Print all entries word for word.

Task material Start Marker

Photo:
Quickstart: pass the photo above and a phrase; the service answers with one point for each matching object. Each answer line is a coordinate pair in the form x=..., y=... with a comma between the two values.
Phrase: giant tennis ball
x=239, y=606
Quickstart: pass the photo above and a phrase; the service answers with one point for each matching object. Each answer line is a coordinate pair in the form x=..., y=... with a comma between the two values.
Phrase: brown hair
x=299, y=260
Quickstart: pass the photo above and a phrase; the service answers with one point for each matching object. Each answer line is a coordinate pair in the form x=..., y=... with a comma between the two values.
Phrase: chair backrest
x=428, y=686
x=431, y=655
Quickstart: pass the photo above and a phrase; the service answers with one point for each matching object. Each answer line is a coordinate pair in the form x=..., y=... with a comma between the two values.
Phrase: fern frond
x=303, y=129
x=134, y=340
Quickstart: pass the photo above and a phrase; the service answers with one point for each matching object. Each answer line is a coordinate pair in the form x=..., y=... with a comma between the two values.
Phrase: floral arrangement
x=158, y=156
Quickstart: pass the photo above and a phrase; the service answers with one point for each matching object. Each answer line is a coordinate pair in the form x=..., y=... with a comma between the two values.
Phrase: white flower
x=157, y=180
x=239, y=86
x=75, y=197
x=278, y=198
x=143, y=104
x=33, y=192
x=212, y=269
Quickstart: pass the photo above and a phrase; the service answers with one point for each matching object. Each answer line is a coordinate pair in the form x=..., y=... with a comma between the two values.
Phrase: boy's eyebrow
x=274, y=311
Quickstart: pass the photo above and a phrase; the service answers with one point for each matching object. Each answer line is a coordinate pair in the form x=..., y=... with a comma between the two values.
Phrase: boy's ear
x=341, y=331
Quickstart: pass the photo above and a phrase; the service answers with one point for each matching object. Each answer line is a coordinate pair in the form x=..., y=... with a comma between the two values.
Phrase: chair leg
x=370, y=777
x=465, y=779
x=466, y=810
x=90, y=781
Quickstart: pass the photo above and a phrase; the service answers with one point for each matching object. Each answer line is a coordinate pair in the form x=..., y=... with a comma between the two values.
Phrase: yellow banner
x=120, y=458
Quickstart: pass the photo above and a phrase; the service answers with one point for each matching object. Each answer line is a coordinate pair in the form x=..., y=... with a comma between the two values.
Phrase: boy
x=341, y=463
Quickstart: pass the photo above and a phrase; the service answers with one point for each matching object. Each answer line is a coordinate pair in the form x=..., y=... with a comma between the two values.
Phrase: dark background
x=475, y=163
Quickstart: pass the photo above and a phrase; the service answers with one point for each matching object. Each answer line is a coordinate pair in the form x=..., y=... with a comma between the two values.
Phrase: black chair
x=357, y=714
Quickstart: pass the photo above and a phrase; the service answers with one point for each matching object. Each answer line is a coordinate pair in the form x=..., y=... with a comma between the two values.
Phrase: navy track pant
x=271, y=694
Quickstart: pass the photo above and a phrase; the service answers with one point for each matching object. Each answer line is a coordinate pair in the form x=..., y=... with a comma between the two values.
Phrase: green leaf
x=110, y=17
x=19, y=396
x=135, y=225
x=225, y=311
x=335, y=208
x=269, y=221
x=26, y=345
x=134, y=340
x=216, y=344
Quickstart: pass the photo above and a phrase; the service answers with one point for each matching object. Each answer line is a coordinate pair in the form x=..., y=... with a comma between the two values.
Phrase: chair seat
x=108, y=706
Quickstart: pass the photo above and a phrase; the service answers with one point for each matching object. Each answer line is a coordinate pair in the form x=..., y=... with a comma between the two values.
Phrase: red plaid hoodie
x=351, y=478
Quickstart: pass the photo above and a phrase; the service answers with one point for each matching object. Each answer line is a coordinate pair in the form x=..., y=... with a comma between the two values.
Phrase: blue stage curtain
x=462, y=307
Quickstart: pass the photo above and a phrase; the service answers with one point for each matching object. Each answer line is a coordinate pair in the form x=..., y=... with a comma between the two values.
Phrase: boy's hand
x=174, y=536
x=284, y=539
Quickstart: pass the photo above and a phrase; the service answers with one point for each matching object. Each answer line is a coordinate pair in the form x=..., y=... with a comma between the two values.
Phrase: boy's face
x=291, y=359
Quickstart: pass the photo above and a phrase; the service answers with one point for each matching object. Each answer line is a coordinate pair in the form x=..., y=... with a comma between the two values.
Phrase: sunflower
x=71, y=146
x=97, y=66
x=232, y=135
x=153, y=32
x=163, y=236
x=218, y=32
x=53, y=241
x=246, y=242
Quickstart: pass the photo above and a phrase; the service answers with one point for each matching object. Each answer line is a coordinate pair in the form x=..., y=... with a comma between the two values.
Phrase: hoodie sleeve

Task material End Marker

■ Response to the exercise:
Photo:
Quickstart: pass the photo above and a phrase; the service answers with one point for each matching object. Each answer line is a coordinate pair in the form x=..., y=... with a comma between the two values.
Phrase: giant tennis ball
x=239, y=606
Quickstart: pass the photo above and a phrase; the service answers with one point for each matching object. Each answer line is a coordinate pair in the form x=..., y=... with a comma between the two values.
Phrase: brown hair
x=299, y=260
Quickstart: pass the photo above and a phrase; the service answers with one point for each matching object. Each answer line is a coordinate pair in the form x=..., y=... with a comma between the two values.
Phrase: chair backrest
x=428, y=686
x=431, y=655
Quickstart: pass the photo above and a phrase; the service answers with one point for each matching object. Each answer line is a coordinate pair in the form x=..., y=... with a comma between the two values.
Phrase: fern frond
x=303, y=129
x=134, y=340
Quickstart: pass the photo above and a phrase; the service answers with one point for each matching object. Each answer line is a coordinate pair in the form x=..., y=... with a comma between the two values.
Phrase: floral arrangement
x=158, y=156
Quickstart: pass the photo above and a phrase; the service answers with one point for each matching object. Each answer line is a coordinate pair in the form x=..., y=... with a comma between the two values.
Phrase: white flower
x=157, y=180
x=239, y=86
x=75, y=197
x=278, y=198
x=143, y=104
x=33, y=192
x=212, y=269
Quickstart: pass the photo above and a phrase; the service answers with one point for each matching object. Each answer line is a coordinate pair in the form x=..., y=... with a comma between the two values.
Phrase: boy's eyebrow
x=274, y=311
Quickstart: pass the photo above and a phrase; the service answers with one point for each matching object. Each answer line is a coordinate pair in the form x=..., y=... with a comma between the two values.
Phrase: boy's ear
x=341, y=331
Quickstart: pass the photo above and a phrase; the service answers with one point for each matching object. Each answer line is a coordinate pair in the form x=..., y=... with a comma between the two values.
Phrase: chair leg
x=370, y=777
x=465, y=779
x=466, y=810
x=90, y=781
Quickstart: pass the photo above and a phrase; the service answers with one point for each matching object. Each answer line is a coordinate pair in the form x=..., y=... with a comma between the two values.
Phrase: yellow banner
x=120, y=458
Quickstart: pass the photo above and a phrase; the service answers with one point for each matching object. Each answer line is a coordinate pair in the form x=..., y=... with a comma between the two values.
Phrase: boy
x=341, y=463
Quickstart: pass the photo above and a phrase; the service answers with one point for each matching object. Each answer line is a coordinate pair in the form x=..., y=... with a comma between the two values.
Phrase: dark background
x=475, y=163
Quickstart: pass the photo above and a phrase; the service answers with one point for each matching object. Each answer line is a coordinate pair in the form x=..., y=... with a comma between the two values.
Phrase: black chair
x=357, y=714
Quickstart: pass the photo above and a phrase; the service answers with one point for each matching object. Each answer line is a coordinate pair in the form x=..., y=... with a comma between the two values.
Phrase: navy track pant
x=271, y=694
Quickstart: pass the photo above and a phrase; the service answers with one point for each matching object. Each answer line is a coordinate pair in the form x=..., y=... with a comma between the two values.
Phrase: green leaf
x=110, y=17
x=19, y=396
x=135, y=225
x=225, y=311
x=335, y=208
x=269, y=221
x=26, y=345
x=134, y=340
x=216, y=344
Quickstart: pass the photo above and a phrase; the service answers with one point for each matching object. Each answer line is a coordinate pair in the form x=..., y=... with a comma between the two values.
Phrase: chair seat
x=108, y=706
Quickstart: pass the photo above and a phrase; the service answers with one point for each matching object. Each answer line is a coordinate pair in the form x=..., y=... with a comma between the two values.
Phrase: red plaid hoodie
x=351, y=478
Quickstart: pass the photo above and a phrase; the service answers with one point for each matching object. Each answer line is a coordinate pair in the form x=..., y=... with a comma between the two values.
Phrase: blue stage curtain
x=462, y=307
Quickstart: pass the photo above and a phrase; the service answers with one point for each matching object. Each answer line is a coordinate pair in the form x=..., y=... with a comma between the two values.
Phrase: boy's hand
x=174, y=536
x=284, y=539
Quickstart: pass the photo above and a phrase; the service answers with one point for each matching object. Each answer line is a coordinate pair in the form x=..., y=... with a comma between the two values.
Phrase: boy's face
x=291, y=359
Quickstart: pass the photo above and a phrase; the service answers with one point for each matching object. Each answer line is a coordinate pair in the form x=..., y=... with a comma between the two values.
Phrase: sunflower
x=71, y=146
x=97, y=66
x=232, y=135
x=153, y=32
x=163, y=236
x=218, y=32
x=53, y=241
x=246, y=242
Quickstart: pass the photo above and a phrase; the service answers with one point for each matching object. Each answer line is a coordinate pair in the form x=..., y=... with a comma between the two values.
Phrase: hoodie sleeve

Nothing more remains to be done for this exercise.